§ **STATED TASK A**: According to the passage below about Factory snapshots, for how long was it impossible to install Factory during the previous week?

#### PASSAGE GIVEN ####

Am 18.11.2010 22:24, schrieb Terje J. Hanssen:
Den 16. nov. 2010 12:03, skrev Bernhard M. Wiedemann:
Hi
there is this problem, that Factory is sometimes broken but it would be nice if people had a safer way to test new software even between milestone-releases (which are manual factory-snaphots).
...snip
It is about creating a snapshot of Factory whenever it passes all basic automated tests (aka critical path) - preferably with minimal human intervention (aka hard work) needed. I have much of the automated testing done, so what is missing is a way to trigger+do the snapshotting.
Do I understand you right that Factory iso sometimes are broken and should undergo a better QA testing on each build before being published?
The current Factory distribution (not only isos, but mainly repos to use with "zypper up") does have uses, too. But often enough, bugs creep in there and can prevent developing+testing+using this completely. So my idea was to have this backup repo of factory that gets updated 2-7 times a week, but only if automated tests showed that it was good. e.g. during last week, you could not install factory for 36h so it would have been nice to have something older (yet still newer than MS3)

####

§ **STATED TASK B**: Find each line in the listing below that contains the string "tripod" and copy it out. Matches are case-sensitive.

#### RECORDS PROVIDED ####

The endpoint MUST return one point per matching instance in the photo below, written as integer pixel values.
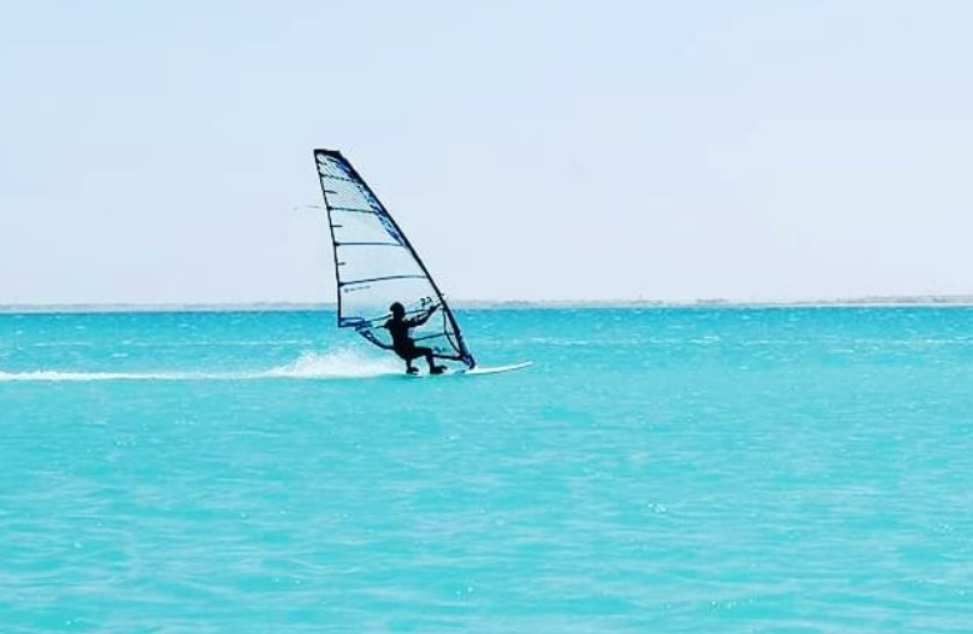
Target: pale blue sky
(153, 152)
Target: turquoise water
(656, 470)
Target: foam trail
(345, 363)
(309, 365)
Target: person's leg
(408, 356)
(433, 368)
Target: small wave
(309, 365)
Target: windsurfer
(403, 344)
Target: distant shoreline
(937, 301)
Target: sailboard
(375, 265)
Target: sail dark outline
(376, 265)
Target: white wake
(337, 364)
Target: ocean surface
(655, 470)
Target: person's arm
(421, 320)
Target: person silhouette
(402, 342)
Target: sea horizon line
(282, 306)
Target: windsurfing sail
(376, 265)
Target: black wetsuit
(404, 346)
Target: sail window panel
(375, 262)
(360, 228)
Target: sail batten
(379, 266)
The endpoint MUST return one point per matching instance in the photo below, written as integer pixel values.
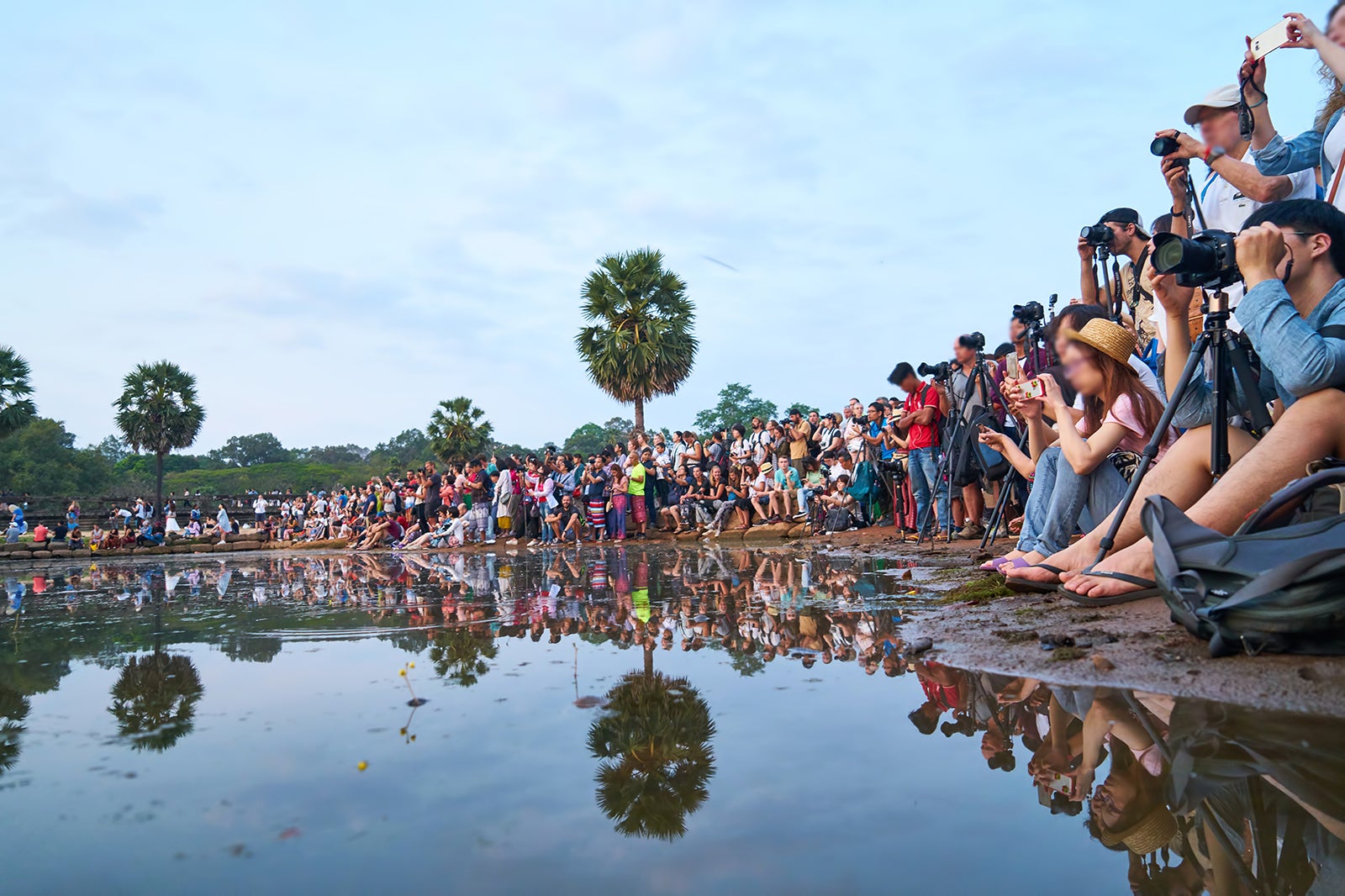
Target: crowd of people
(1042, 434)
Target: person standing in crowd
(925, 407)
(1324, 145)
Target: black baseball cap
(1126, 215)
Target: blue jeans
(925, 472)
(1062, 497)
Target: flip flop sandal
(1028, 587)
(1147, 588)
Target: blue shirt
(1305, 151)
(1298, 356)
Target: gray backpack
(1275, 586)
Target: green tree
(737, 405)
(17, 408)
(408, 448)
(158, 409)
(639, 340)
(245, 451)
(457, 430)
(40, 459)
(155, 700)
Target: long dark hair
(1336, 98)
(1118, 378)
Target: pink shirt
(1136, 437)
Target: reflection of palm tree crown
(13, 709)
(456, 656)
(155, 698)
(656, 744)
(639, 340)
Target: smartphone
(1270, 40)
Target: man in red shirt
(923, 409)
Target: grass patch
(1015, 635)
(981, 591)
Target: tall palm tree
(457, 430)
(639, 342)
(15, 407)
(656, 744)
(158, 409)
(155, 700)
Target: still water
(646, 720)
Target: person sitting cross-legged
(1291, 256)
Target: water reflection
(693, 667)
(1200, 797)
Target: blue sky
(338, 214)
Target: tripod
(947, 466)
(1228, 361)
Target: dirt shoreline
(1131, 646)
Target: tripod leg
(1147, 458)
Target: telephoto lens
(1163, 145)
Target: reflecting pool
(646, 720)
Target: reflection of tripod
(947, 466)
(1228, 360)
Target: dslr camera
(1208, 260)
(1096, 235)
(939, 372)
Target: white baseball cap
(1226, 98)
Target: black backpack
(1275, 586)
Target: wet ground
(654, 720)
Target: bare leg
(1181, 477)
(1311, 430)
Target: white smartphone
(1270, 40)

####
#### RECORDS PROVIDED ####

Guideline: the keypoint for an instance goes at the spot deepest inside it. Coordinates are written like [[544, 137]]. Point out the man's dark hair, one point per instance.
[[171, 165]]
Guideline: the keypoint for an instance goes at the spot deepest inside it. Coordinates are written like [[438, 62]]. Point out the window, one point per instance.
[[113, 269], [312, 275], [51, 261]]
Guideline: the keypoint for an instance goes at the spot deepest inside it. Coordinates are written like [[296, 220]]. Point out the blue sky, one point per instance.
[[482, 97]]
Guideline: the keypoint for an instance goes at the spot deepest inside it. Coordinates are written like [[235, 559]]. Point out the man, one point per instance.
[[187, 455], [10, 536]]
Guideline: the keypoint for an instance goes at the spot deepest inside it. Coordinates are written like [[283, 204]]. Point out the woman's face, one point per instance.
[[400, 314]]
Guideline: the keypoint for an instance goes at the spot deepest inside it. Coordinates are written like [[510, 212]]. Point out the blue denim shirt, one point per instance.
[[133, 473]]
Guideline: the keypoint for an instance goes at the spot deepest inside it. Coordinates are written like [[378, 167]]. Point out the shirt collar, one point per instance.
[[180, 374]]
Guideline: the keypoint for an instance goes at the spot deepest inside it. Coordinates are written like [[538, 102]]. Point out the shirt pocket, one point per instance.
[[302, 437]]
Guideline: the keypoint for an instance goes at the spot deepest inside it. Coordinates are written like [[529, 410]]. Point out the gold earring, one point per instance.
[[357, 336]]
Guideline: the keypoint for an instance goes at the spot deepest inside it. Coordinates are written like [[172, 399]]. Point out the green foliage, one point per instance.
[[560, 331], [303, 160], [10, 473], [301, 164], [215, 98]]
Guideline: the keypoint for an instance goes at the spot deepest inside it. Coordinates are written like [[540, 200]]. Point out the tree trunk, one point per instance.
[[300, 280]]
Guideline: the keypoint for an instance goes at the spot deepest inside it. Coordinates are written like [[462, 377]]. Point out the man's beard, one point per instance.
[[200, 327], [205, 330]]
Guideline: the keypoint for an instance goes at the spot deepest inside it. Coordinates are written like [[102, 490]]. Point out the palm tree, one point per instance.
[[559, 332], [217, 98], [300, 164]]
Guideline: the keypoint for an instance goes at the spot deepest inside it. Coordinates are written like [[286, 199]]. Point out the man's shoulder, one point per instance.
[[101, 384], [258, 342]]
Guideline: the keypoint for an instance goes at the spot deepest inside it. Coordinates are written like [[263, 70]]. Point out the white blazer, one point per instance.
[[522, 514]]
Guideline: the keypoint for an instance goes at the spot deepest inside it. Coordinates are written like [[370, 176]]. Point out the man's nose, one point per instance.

####

§ **CORRECT OUTPUT A**: For 36 hours.

§ **CORRECT OUTPUT B**:
Target: tripod
Target: tripod leg
Target: reflection of tripod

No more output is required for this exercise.